**Entries**
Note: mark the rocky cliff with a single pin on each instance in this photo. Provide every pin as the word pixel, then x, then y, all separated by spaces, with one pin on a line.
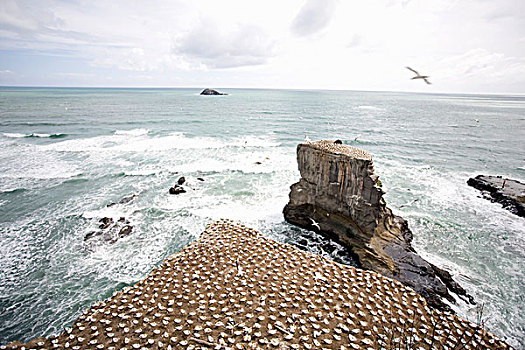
pixel 338 196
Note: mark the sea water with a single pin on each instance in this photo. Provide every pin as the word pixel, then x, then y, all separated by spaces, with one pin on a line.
pixel 65 154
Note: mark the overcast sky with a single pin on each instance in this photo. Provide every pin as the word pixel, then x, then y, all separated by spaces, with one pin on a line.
pixel 463 45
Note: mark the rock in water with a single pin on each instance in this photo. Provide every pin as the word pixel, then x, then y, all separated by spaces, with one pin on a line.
pixel 509 193
pixel 211 92
pixel 338 195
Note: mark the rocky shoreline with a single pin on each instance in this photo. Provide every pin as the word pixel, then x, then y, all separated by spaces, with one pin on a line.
pixel 338 196
pixel 509 193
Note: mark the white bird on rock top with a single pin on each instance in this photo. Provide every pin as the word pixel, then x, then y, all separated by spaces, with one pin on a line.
pixel 419 76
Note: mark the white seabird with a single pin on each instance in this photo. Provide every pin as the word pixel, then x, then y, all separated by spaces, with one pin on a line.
pixel 315 224
pixel 419 76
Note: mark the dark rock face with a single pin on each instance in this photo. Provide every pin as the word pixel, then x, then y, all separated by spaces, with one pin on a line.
pixel 338 197
pixel 509 193
pixel 177 190
pixel 124 200
pixel 211 92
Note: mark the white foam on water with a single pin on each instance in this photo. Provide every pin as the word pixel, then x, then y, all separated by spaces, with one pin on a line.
pixel 142 172
pixel 146 143
pixel 132 132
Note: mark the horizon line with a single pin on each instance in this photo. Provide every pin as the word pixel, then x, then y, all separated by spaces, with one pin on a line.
pixel 256 88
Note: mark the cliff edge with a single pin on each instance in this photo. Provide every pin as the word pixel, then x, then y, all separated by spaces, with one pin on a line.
pixel 338 196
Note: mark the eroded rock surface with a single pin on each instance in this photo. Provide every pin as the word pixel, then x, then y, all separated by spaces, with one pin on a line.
pixel 338 196
pixel 509 193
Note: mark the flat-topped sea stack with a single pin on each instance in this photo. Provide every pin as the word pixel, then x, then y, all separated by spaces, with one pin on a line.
pixel 235 289
pixel 509 193
pixel 338 195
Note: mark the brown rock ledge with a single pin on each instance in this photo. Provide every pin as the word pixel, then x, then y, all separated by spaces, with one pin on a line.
pixel 235 289
pixel 338 195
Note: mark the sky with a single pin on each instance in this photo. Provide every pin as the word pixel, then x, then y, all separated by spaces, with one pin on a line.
pixel 464 46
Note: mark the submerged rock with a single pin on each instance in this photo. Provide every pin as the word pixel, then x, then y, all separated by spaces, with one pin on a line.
pixel 110 232
pixel 338 196
pixel 510 193
pixel 177 190
pixel 124 200
pixel 211 92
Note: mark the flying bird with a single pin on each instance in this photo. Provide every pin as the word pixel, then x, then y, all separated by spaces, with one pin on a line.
pixel 419 76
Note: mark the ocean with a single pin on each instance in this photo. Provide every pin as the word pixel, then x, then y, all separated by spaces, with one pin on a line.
pixel 68 153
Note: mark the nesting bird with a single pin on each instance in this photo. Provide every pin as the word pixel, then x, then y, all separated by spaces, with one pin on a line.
pixel 234 288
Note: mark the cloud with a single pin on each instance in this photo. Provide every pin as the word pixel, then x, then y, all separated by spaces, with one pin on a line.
pixel 211 46
pixel 486 70
pixel 314 16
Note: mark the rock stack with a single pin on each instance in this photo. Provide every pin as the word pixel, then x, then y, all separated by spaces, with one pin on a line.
pixel 338 196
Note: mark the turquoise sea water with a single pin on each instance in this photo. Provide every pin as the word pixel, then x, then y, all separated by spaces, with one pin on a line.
pixel 65 154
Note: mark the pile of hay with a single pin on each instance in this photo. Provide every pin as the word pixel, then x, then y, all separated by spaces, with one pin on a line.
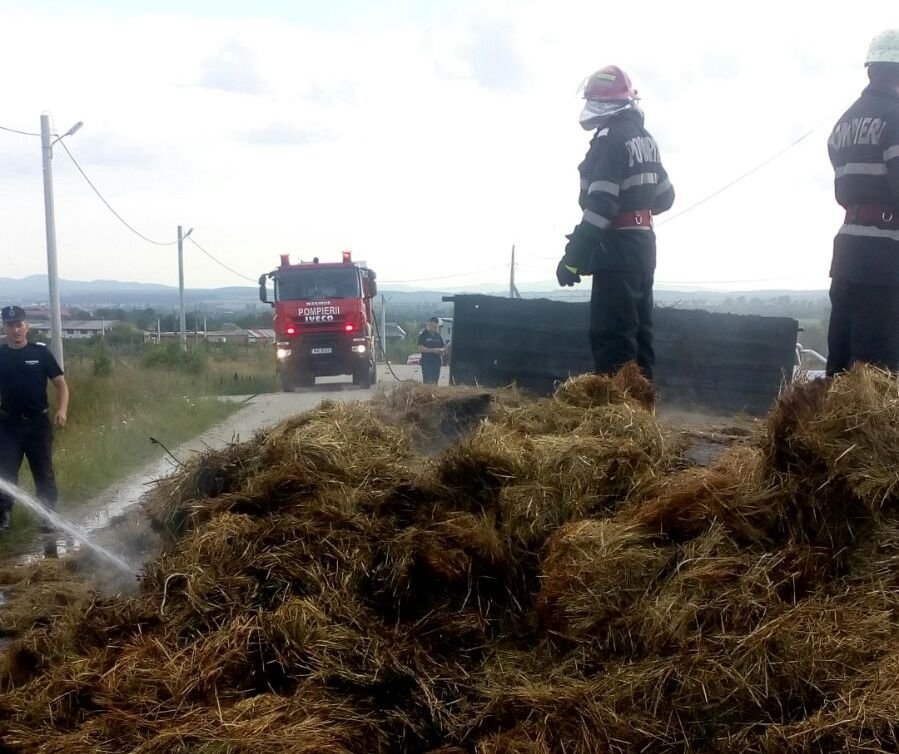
pixel 549 582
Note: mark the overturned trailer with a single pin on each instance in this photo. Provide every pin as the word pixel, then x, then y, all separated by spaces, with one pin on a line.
pixel 720 362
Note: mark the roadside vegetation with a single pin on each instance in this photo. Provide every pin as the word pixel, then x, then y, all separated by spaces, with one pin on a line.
pixel 124 394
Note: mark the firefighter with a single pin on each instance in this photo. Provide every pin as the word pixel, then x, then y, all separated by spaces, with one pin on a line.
pixel 25 428
pixel 864 151
pixel 431 347
pixel 623 184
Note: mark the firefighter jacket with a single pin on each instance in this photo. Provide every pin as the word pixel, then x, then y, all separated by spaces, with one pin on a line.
pixel 864 151
pixel 623 183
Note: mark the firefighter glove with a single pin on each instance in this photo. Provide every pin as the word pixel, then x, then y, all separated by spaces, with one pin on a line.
pixel 567 274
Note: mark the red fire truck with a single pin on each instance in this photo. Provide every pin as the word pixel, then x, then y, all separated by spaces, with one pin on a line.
pixel 323 320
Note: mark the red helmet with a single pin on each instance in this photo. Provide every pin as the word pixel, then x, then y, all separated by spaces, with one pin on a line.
pixel 609 84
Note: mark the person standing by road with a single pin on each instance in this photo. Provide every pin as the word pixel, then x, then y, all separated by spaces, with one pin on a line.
pixel 864 152
pixel 25 427
pixel 431 347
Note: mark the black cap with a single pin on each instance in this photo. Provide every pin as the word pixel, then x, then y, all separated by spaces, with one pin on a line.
pixel 13 314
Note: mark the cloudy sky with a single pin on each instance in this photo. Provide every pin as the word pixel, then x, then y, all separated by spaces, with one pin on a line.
pixel 427 136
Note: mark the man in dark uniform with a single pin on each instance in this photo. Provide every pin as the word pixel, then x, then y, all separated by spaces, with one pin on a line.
pixel 431 345
pixel 864 151
pixel 25 428
pixel 623 184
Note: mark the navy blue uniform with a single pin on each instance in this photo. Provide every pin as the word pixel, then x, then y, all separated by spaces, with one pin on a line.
pixel 623 184
pixel 25 429
pixel 864 291
pixel 430 362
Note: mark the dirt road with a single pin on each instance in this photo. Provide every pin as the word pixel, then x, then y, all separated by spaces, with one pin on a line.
pixel 257 412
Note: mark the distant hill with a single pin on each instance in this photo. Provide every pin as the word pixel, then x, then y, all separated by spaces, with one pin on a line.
pixel 32 291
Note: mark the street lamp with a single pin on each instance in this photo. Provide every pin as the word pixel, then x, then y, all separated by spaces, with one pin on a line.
pixel 50 218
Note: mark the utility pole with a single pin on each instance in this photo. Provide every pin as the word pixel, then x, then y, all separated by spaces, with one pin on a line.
pixel 181 239
pixel 50 219
pixel 183 329
pixel 513 290
pixel 383 327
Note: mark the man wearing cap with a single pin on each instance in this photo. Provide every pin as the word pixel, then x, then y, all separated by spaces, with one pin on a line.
pixel 864 152
pixel 25 427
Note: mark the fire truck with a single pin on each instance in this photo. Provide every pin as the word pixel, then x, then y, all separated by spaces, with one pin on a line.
pixel 322 320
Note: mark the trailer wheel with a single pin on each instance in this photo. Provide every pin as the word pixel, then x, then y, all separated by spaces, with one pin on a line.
pixel 287 381
pixel 362 374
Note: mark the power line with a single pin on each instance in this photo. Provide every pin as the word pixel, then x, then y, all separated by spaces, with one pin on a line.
pixel 17 131
pixel 218 261
pixel 444 277
pixel 108 205
pixel 739 178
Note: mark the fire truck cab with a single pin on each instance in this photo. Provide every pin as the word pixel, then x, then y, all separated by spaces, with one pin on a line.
pixel 322 320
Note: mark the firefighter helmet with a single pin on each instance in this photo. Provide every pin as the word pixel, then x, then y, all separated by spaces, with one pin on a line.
pixel 884 48
pixel 609 84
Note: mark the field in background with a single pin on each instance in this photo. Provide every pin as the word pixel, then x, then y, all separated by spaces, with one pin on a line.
pixel 122 397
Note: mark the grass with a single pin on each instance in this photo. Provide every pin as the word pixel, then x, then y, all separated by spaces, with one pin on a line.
pixel 113 414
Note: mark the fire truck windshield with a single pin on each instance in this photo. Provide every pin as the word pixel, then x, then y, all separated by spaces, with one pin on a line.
pixel 317 283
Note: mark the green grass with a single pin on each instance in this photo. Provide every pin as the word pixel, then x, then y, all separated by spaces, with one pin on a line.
pixel 112 417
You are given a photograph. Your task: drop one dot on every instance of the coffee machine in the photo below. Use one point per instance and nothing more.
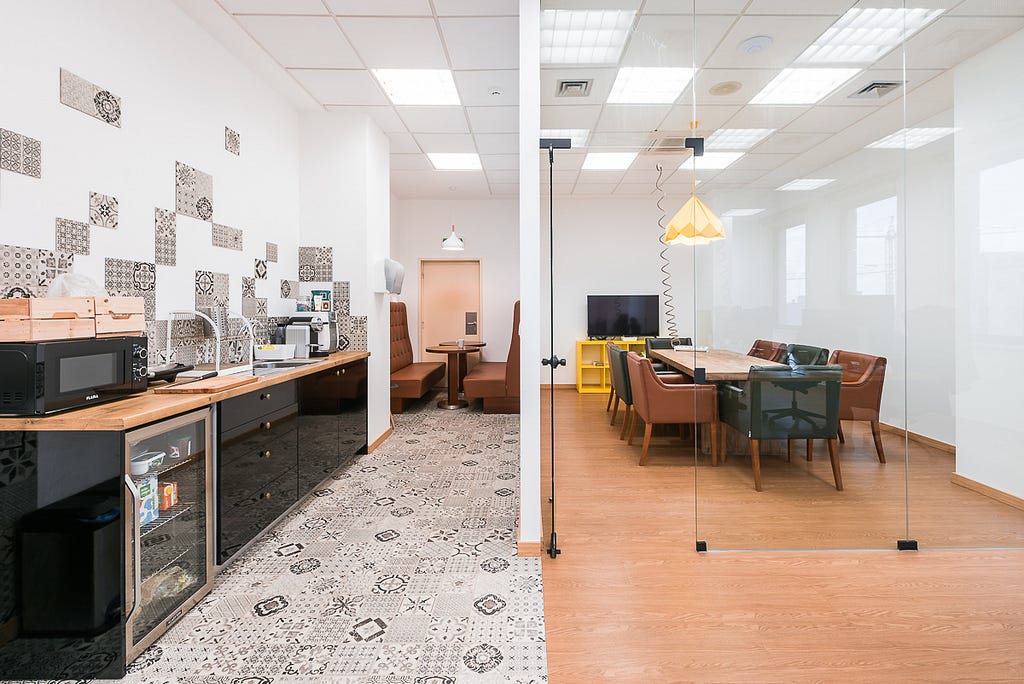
(312, 335)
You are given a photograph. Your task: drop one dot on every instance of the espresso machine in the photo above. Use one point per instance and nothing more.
(312, 335)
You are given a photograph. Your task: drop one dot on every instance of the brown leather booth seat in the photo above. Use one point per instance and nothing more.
(410, 380)
(497, 382)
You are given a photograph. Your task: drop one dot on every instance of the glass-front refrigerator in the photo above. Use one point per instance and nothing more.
(169, 530)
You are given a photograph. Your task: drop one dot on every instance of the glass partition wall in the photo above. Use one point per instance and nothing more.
(863, 159)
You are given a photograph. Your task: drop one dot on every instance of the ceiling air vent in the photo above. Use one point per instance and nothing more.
(878, 89)
(667, 144)
(573, 88)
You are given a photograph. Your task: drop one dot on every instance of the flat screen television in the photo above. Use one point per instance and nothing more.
(617, 315)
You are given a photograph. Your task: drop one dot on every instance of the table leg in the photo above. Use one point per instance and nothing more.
(453, 400)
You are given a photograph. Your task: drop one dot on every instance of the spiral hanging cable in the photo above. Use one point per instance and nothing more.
(670, 308)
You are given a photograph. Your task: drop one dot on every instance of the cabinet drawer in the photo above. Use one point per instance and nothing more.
(247, 465)
(248, 408)
(242, 519)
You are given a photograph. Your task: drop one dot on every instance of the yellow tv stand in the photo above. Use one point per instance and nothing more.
(593, 372)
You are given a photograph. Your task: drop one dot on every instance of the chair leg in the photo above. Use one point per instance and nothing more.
(756, 463)
(646, 442)
(877, 434)
(834, 456)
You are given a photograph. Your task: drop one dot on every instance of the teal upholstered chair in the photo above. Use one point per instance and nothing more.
(804, 354)
(785, 402)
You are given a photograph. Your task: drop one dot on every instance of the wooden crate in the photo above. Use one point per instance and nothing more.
(120, 315)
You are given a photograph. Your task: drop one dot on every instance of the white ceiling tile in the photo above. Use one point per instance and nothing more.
(834, 7)
(274, 6)
(791, 36)
(790, 143)
(476, 8)
(459, 142)
(569, 116)
(667, 41)
(710, 117)
(396, 43)
(494, 119)
(765, 116)
(509, 176)
(381, 7)
(500, 162)
(434, 119)
(828, 119)
(498, 143)
(382, 116)
(402, 143)
(302, 41)
(482, 43)
(477, 88)
(411, 163)
(340, 87)
(602, 78)
(632, 117)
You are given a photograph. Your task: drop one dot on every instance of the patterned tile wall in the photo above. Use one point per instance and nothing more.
(20, 154)
(89, 98)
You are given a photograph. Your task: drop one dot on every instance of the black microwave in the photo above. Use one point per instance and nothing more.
(39, 378)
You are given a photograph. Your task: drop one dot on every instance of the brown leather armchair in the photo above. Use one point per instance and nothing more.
(657, 402)
(773, 351)
(860, 395)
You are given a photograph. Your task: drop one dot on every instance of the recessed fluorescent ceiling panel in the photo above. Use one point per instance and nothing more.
(803, 86)
(806, 183)
(712, 160)
(578, 135)
(585, 36)
(418, 86)
(742, 212)
(737, 138)
(911, 138)
(649, 85)
(608, 160)
(863, 35)
(455, 161)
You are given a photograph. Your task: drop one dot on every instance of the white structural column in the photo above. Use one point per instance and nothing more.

**What is being asked**
Rewrite the rows as a JSON list of strings, one string per line and blank lines omitted, starting with the line that contains "Note: mark the man in" and going on through the line that contains "pixel 362 374", both included.

**Response to the task**
[
  "Note: mark the man in dark uniform with a single pin on each instance in this photo. Provide every pin as the word pixel, then x, then y, all separated by spaces, with one pin on a line.",
  "pixel 431 345",
  "pixel 864 151",
  "pixel 25 428",
  "pixel 623 184",
  "Note: mark the navy blue uniform with a single pin on each instance in this photo. Provide every pin as the word pixel, then x, then y, all separated by spaces, with one pin on a line.",
  "pixel 623 184",
  "pixel 25 429",
  "pixel 864 291",
  "pixel 430 362",
  "Note: mark the dirt road with a single pin on each instance in this photo. Provide every pin as the word pixel, then x, then y, all separated by spaces, with one pin on a line.",
  "pixel 257 412",
  "Note: mark the distant hill with a single pin on each instance in this photo. Provide every pin as the word pixel, then x, then y, all separated by spaces, with one pin on a line.",
  "pixel 32 291",
  "Note: mark the street lamp with a single pin on each instance in this photo. Provide every pin as the word pixel, then x, then y, all separated by spaces, with one pin on a line.",
  "pixel 50 218",
  "Note: mark the utility pole with a single pin on each instance in this photo. Provide every pin as the word pixel, then x, then y, all separated by spaces, with one pin on a line.",
  "pixel 181 239",
  "pixel 50 219",
  "pixel 183 329",
  "pixel 513 290",
  "pixel 383 327",
  "Note: mark the man wearing cap with a single pin on each instance in this photo. Provide every pin as the word pixel, then x, then y, all separated by spaces, with one pin on a line.",
  "pixel 864 152",
  "pixel 25 427",
  "Note: mark the fire truck with a single pin on each instance in this photo. Provide every pin as the word pixel, then x, then y, all separated by spaces, with one pin on a line.",
  "pixel 322 320",
  "Note: mark the trailer wheel with a single pin on each instance in this photo. Provide every pin as the word pixel, then x, then y, all separated by spaces, with one pin on a line.",
  "pixel 287 381",
  "pixel 362 374"
]